START Excerpted text

I don't really think those two things are different from each other.
The palloc() limit is a means of enforcing a general policy of
limiting all allocations to 1GB except in places where we've made a
very conscious decision to allow a specific exception. This limit
happens to dovetail nicely with the varlena size limit, so in many
cases it is the exactly correct limit just for that reason. But even
when, as here, that's not at issue, it's still a useful limit, because
there are many ways that some garbage value can get passed to palloc
-- bad planner estimates, corrupted tuples, bugs in other parts of our
code. And at least on my old MacBook Pro (I haven't tested the
current one), passing a sufficiently-large value to malloc() causes a
kernel panic. That's probably a particularly bad bug, but there are
lots of systems where "accidentally" allocating an unreasonable amount
of space will have all kinds of unpleasant consequences. So, I
believe that palloc()'s limit improves the overall stability of the
system considerably even if it causes some occasional annoyance.
Most of the time, you can just palloc() and not worry too much about
whether you're going to blow up the machine: you won't, because you
aren't going to allocate more than 1GB. Any place that wants to
allocate more than that needs to be someplace where we can be pretty
sure that we're not going to accidentally allocate some completely
unreasonable amount of memory, like say 1TB. Nothing in this
discussion convinces me that this is such a place. Note that
tuplesort.c and tuplestore.c, the only existing callers of
repalloc_huge, only allocate such large amounts of memory when they
actually have enough tuples to justify it - it is always based on the
actual number of tuples, never an estimate. I think that would be a
sound principle here, too. Resizing the hash table to such a large
size based on the actual load factor is very reasonable; starting with
such a large size seems less so. Admittedly, 512MB is an arbitrary
point: and if it so happened that the limit was 256MB or 1GB or 128MB
or even 2GB I wouldn't advocate for changing it just for fun. But
you're saying we should just remove that limit altogether, and I think
that's clearly unreasonable. Do you really want to start out with a
TB or even PB-sized hash table when the actual number of tuples is,
say, one? That may sound crazy, but I've seen enough bad query plans
to know that, yes, we are sometimes off by nine orders of magnitude.

END Excerpted text

• **To-do list**
A. According to the passage on palloc()'s memory limit, which files are the only existing callers of repalloc_huge?
B. Write the next part of the passage on palloc()'s memory limit, picking up after its final sentence.
The entries are not needed for anything here.

START Given information

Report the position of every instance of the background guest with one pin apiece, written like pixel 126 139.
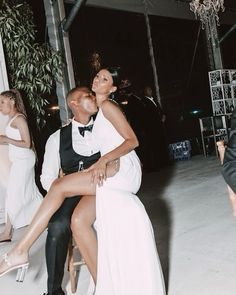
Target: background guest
pixel 22 196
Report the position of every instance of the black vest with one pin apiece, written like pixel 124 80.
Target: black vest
pixel 70 160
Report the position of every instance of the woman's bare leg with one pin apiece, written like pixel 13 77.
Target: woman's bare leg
pixel 232 197
pixel 84 234
pixel 70 185
pixel 7 233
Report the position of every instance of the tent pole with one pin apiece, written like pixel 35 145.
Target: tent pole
pixel 151 52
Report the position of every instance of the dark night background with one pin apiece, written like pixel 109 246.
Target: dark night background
pixel 120 38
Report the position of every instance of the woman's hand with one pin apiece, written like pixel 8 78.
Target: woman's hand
pixel 98 171
pixel 101 170
pixel 3 139
pixel 113 167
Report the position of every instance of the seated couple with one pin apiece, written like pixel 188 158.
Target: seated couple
pixel 122 256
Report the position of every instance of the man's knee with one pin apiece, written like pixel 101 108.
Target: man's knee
pixel 59 229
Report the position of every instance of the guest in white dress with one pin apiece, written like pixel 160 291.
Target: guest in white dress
pixel 22 195
pixel 128 263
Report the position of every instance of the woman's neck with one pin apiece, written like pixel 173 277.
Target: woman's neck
pixel 12 114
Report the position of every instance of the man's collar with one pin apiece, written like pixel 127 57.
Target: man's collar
pixel 78 124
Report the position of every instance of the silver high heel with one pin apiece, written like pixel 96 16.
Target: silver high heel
pixel 21 269
pixel 21 272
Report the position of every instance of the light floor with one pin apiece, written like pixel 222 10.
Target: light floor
pixel 195 232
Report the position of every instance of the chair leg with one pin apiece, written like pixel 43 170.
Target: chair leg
pixel 71 268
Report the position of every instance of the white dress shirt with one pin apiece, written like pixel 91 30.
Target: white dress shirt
pixel 82 145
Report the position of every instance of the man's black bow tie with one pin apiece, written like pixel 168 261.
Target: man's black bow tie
pixel 85 128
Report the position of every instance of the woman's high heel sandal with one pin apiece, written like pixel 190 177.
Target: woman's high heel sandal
pixel 21 269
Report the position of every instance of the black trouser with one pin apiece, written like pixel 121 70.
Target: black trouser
pixel 59 233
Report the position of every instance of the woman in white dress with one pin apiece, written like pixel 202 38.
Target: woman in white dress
pixel 22 195
pixel 127 258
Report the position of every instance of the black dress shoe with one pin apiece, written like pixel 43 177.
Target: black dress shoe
pixel 59 292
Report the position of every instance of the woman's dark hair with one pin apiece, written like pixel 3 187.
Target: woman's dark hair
pixel 15 95
pixel 116 76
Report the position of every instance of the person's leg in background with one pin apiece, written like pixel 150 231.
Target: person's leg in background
pixel 59 234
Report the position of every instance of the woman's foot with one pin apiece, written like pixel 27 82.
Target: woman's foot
pixel 13 260
pixel 5 237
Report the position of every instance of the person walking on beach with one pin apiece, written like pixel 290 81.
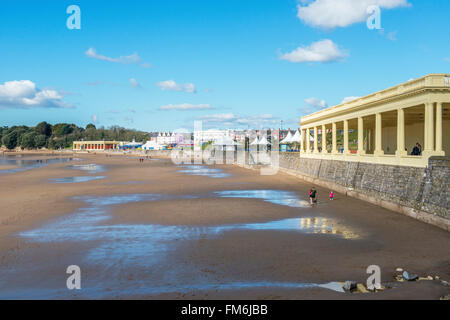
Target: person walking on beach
pixel 312 195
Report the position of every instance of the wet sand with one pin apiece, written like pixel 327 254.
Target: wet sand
pixel 150 231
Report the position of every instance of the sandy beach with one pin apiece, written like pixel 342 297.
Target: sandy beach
pixel 151 231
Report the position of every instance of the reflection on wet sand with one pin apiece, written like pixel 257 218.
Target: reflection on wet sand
pixel 147 247
pixel 307 225
pixel 90 168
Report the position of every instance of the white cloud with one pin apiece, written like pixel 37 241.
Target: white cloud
pixel 134 83
pixel 131 59
pixel 171 85
pixel 25 94
pixel 185 106
pixel 330 14
pixel 320 51
pixel 348 99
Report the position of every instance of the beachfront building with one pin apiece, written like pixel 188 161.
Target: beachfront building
pixel 386 127
pixel 95 145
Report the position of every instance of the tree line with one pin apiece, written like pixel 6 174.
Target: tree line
pixel 62 135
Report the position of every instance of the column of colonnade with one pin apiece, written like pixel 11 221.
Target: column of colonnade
pixel 433 144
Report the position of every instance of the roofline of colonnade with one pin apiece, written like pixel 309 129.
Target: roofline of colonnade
pixel 430 82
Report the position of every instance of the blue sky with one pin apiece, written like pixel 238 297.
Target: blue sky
pixel 160 65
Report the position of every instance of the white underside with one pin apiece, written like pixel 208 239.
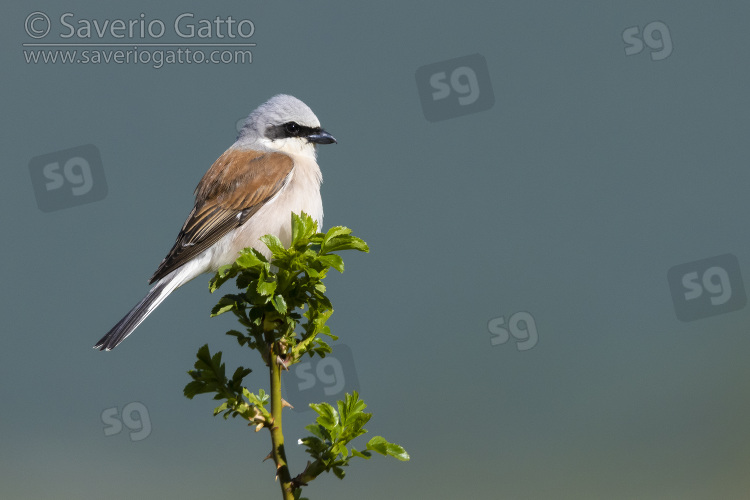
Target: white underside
pixel 300 194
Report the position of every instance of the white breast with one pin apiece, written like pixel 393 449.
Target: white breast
pixel 300 194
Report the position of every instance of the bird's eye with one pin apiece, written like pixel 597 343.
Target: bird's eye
pixel 292 128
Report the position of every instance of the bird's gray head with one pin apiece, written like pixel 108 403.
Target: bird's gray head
pixel 284 123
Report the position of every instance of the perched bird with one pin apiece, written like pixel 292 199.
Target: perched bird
pixel 250 191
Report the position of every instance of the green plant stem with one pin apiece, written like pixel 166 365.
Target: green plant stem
pixel 277 436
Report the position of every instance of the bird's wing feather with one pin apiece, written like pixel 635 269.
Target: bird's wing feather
pixel 236 186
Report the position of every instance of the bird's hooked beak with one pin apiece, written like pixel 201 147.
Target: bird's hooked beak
pixel 320 136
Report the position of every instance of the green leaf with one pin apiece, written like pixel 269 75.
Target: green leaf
pixel 328 417
pixel 279 304
pixel 380 445
pixel 303 226
pixel 332 260
pixel 274 244
pixel 250 258
pixel 226 303
pixel 343 242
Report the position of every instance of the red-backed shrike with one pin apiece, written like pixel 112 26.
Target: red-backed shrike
pixel 250 191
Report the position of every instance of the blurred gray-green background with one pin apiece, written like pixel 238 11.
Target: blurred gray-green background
pixel 526 175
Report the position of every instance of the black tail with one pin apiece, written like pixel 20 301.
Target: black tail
pixel 130 322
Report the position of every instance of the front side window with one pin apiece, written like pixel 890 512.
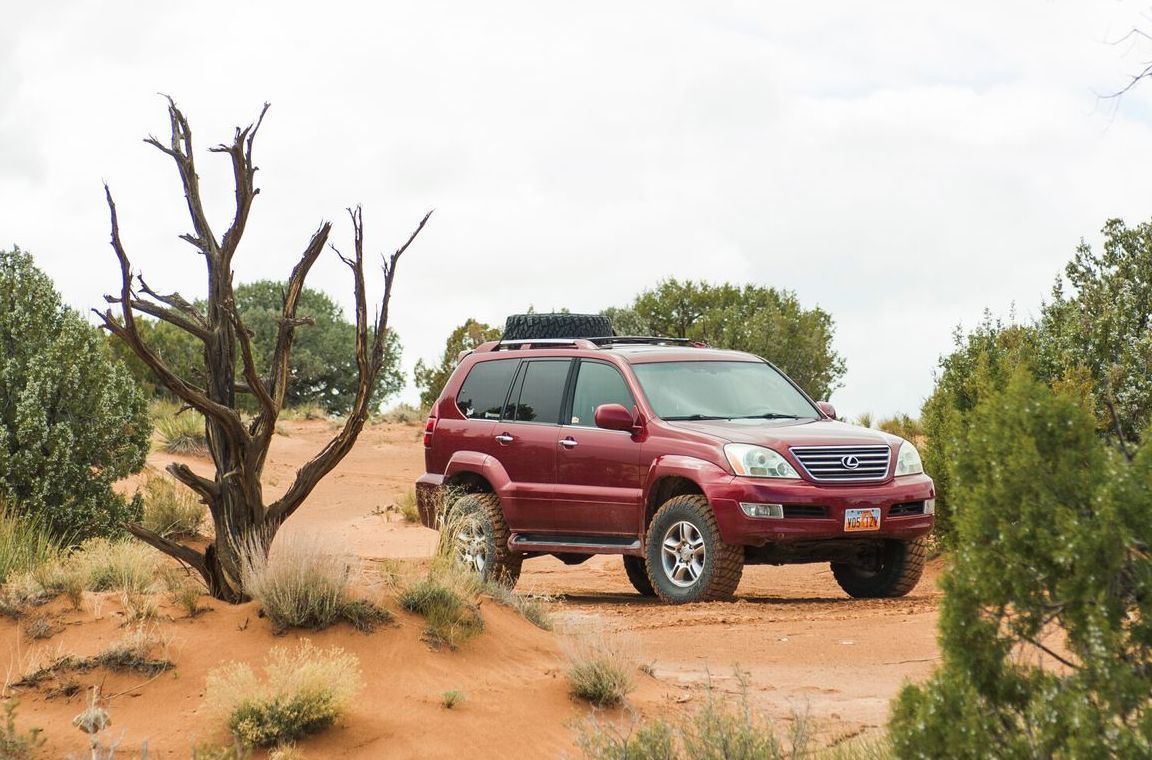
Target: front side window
pixel 721 390
pixel 598 384
pixel 484 389
pixel 539 392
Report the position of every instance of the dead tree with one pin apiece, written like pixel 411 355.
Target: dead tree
pixel 240 447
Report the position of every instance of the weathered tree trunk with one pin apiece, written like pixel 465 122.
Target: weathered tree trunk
pixel 244 525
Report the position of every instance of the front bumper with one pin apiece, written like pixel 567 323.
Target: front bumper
pixel 823 508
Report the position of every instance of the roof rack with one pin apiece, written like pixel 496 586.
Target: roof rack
pixel 646 340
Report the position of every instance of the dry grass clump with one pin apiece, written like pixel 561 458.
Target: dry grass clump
pixel 106 564
pixel 408 507
pixel 447 602
pixel 169 508
pixel 182 433
pixel 298 585
pixel 600 667
pixel 24 542
pixel 303 691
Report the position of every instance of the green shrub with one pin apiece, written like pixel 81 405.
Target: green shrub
pixel 298 585
pixel 169 508
pixel 25 542
pixel 600 668
pixel 183 433
pixel 303 691
pixel 1046 621
pixel 72 420
pixel 451 617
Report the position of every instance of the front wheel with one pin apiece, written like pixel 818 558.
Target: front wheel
pixel 687 560
pixel 894 571
pixel 475 536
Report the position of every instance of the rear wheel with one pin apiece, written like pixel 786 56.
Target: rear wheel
pixel 476 536
pixel 687 561
pixel 894 571
pixel 637 572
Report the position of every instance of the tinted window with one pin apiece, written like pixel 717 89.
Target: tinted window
pixel 598 384
pixel 485 387
pixel 542 390
pixel 720 390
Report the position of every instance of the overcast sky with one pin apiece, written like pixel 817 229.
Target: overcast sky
pixel 902 165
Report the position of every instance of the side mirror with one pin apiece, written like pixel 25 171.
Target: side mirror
pixel 614 417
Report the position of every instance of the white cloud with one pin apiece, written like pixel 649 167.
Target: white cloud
pixel 901 166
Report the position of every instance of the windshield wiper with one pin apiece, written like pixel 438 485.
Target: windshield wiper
pixel 768 416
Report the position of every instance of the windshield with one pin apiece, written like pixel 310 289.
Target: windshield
pixel 721 390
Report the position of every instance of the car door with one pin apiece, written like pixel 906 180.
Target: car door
pixel 598 488
pixel 525 440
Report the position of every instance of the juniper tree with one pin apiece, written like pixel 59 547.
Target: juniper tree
pixel 1046 622
pixel 72 420
pixel 244 522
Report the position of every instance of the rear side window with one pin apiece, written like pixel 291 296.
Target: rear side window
pixel 598 384
pixel 539 392
pixel 485 388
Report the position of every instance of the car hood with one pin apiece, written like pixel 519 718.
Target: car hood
pixel 782 433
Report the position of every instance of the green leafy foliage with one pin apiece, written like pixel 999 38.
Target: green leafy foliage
pixel 430 379
pixel 762 320
pixel 1046 624
pixel 323 364
pixel 72 420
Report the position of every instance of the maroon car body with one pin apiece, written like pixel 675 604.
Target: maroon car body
pixel 585 475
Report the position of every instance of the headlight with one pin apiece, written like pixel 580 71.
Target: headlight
pixel 909 460
pixel 758 462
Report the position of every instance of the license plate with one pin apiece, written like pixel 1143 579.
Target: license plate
pixel 862 519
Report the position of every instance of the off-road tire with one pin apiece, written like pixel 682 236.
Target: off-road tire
pixel 525 327
pixel 637 572
pixel 502 564
pixel 901 567
pixel 722 562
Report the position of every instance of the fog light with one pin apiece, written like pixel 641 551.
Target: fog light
pixel 763 510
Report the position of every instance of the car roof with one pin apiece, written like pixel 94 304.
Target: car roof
pixel 638 352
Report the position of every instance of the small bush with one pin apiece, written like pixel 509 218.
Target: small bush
pixel 304 691
pixel 14 744
pixel 451 617
pixel 301 586
pixel 25 542
pixel 530 607
pixel 169 508
pixel 182 433
pixel 600 668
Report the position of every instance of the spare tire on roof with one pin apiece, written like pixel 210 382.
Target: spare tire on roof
pixel 525 327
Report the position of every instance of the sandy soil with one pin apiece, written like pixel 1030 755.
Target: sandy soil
pixel 801 645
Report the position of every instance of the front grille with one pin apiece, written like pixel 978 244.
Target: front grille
pixel 908 508
pixel 804 511
pixel 833 463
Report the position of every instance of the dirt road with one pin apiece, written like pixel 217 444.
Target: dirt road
pixel 801 643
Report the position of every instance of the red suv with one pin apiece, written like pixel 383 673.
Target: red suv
pixel 688 461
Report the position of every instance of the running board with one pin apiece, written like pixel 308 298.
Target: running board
pixel 545 544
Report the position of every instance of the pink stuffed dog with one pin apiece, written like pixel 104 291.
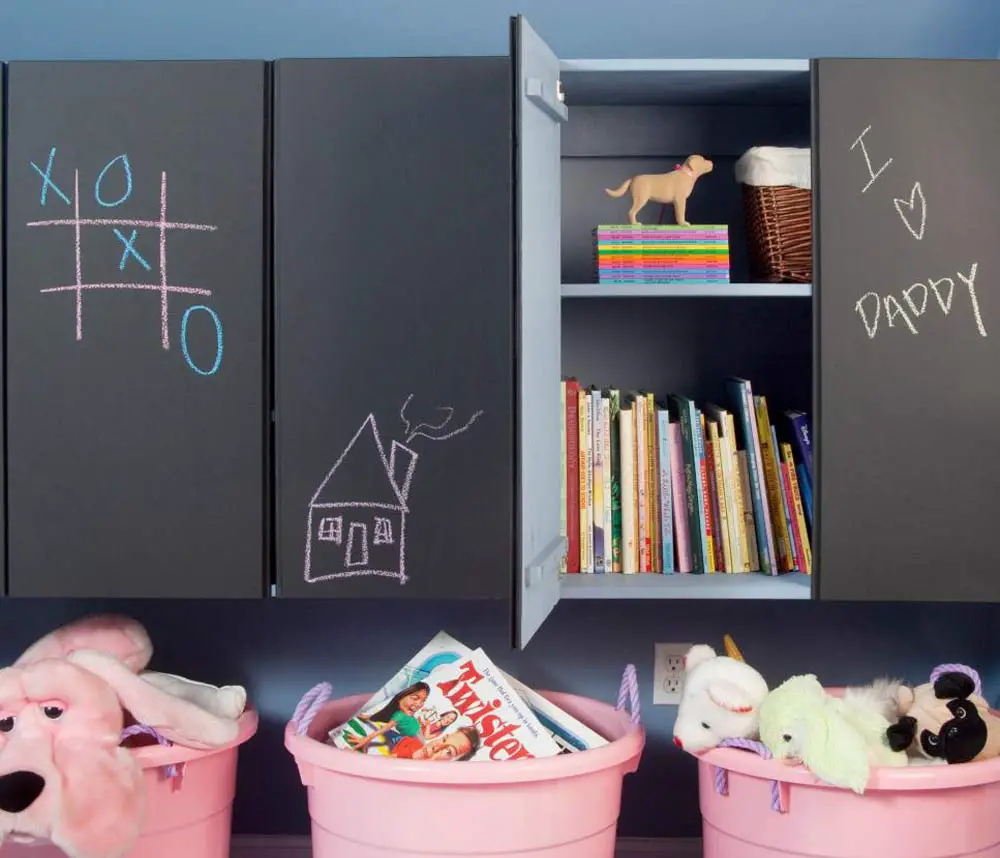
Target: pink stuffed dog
pixel 64 776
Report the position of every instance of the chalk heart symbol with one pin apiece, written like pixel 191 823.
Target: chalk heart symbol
pixel 908 212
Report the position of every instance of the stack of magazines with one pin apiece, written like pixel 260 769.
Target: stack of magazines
pixel 451 703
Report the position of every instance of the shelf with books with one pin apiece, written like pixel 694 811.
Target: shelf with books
pixel 635 117
pixel 686 290
pixel 666 487
pixel 751 585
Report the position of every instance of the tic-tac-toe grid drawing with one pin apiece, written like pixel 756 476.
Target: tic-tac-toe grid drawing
pixel 126 230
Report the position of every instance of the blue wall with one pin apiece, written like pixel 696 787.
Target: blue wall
pixel 33 29
pixel 280 649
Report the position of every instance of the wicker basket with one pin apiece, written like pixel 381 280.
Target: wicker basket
pixel 779 227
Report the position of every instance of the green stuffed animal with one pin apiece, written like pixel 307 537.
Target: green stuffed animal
pixel 838 739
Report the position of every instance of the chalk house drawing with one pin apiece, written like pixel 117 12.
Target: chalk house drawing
pixel 367 537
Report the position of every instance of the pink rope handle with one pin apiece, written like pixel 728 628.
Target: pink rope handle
pixel 628 692
pixel 170 770
pixel 779 789
pixel 958 668
pixel 312 701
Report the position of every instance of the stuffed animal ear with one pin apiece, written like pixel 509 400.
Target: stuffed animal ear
pixel 102 796
pixel 175 719
pixel 729 696
pixel 834 751
pixel 119 637
pixel 698 654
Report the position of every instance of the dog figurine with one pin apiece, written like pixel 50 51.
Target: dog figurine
pixel 666 188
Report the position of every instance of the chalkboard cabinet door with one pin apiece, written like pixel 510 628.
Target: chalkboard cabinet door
pixel 539 114
pixel 394 374
pixel 908 210
pixel 135 318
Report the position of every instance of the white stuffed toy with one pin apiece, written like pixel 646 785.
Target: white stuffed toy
pixel 720 699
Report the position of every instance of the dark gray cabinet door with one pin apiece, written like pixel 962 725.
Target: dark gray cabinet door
pixel 539 113
pixel 394 374
pixel 908 211
pixel 135 309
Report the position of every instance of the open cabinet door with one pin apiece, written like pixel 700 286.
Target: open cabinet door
pixel 538 114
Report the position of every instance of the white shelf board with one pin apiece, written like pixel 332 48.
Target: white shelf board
pixel 686 290
pixel 685 81
pixel 752 585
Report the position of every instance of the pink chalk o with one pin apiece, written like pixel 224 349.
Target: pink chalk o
pixel 754 807
pixel 189 801
pixel 375 807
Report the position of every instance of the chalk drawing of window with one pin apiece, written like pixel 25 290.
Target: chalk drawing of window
pixel 383 531
pixel 331 529
pixel 357 544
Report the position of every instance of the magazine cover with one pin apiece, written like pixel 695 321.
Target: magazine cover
pixel 463 710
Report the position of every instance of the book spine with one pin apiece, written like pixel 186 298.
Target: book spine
pixel 637 535
pixel 573 476
pixel 652 486
pixel 715 442
pixel 562 471
pixel 704 493
pixel 585 476
pixel 805 547
pixel 677 480
pixel 772 483
pixel 805 484
pixel 614 407
pixel 754 550
pixel 755 472
pixel 695 512
pixel 606 471
pixel 715 499
pixel 740 500
pixel 665 492
pixel 802 432
pixel 643 481
pixel 597 442
pixel 626 427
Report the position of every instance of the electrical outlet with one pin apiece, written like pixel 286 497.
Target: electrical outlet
pixel 668 673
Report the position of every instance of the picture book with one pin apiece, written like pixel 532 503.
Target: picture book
pixel 485 698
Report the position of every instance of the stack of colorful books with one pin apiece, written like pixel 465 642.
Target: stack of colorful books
pixel 651 253
pixel 667 484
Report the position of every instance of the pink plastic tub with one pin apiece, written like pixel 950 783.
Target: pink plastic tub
pixel 771 809
pixel 373 807
pixel 188 816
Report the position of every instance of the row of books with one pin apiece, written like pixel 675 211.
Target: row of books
pixel 451 703
pixel 668 486
pixel 644 253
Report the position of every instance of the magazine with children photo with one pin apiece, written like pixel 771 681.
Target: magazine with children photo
pixel 452 703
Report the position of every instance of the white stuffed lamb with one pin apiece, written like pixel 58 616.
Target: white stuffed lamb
pixel 720 699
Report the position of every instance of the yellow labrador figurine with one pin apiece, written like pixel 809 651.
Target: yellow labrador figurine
pixel 667 188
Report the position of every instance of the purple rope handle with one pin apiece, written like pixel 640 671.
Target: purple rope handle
pixel 628 692
pixel 171 770
pixel 312 701
pixel 958 668
pixel 778 802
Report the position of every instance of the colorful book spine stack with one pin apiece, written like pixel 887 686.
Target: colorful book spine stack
pixel 650 253
pixel 668 484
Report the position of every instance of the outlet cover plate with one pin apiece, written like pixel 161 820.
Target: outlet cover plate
pixel 668 673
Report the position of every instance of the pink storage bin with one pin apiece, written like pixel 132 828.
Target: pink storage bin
pixel 374 807
pixel 187 816
pixel 753 807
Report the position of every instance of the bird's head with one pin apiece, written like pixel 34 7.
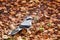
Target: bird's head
pixel 29 18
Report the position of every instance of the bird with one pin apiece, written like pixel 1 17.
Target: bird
pixel 25 24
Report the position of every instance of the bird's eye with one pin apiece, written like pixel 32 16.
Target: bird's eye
pixel 29 19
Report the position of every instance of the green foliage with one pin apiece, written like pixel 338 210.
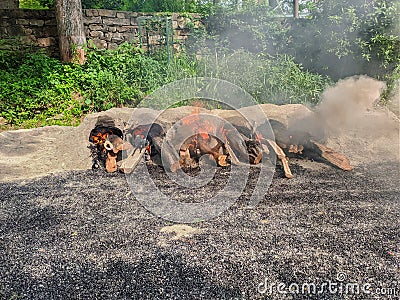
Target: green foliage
pixel 36 89
pixel 276 80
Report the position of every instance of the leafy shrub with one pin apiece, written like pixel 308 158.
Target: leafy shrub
pixel 276 80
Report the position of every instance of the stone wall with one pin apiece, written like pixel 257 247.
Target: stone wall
pixel 105 28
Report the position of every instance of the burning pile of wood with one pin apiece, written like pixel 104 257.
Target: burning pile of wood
pixel 221 142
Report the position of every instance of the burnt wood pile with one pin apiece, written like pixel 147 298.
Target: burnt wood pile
pixel 203 139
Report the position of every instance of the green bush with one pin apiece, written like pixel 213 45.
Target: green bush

END Given information

• **Solved tasks**
A. tuplesort.c and tuplestore.c.

B.
This is not a hypothetical problem.
>> More importantly, removing the cap on the allocation size makes the
>> problem a lot worse. You might be sad if a bad planner estimate
>> causes the planner to allocate 1GB when 64MB would have been enough,
>> but on modern systems it is not likely to be an enormous problem. If
>> a similar mis-estimation causes the planner to allocate 16GB rather
>> than 1GB, the opportunity for you to be sad is magnified pretty
>> considerably. Therefore, I don't really see the over-estimation bug
>> fix as being separate from this one.
>
> Perhaps. But if you want to absolutely prevent such sadness then maybe you
> should not set work_mem that high?
I think that's a red herring for a number of reasons. One, the
allocation for the hash buckets is only a small portion of the total
memory. Two, the fact that you are OK with the hash table growing to
a certain size does not mean that you want it to start out that big on
the strength of a frequently-flawed planner estimate.
> Anyway, I do see this as a rather orthogonal problem - an independent
> improvement, mostly unrelated to the bugfix. Even if we decide to redesign
> it like this (and I'm not particularly opposed to that, assuming someone
> takes the time to measure how expensive the additional resize actually is),
> we'll still have to fix the repalloc().
>
> So I still fail to see why we shouldn't apply this fix.
In all seriousness, that is fine. I respect your opinion; I'm just
telling you mine, which happens to be different.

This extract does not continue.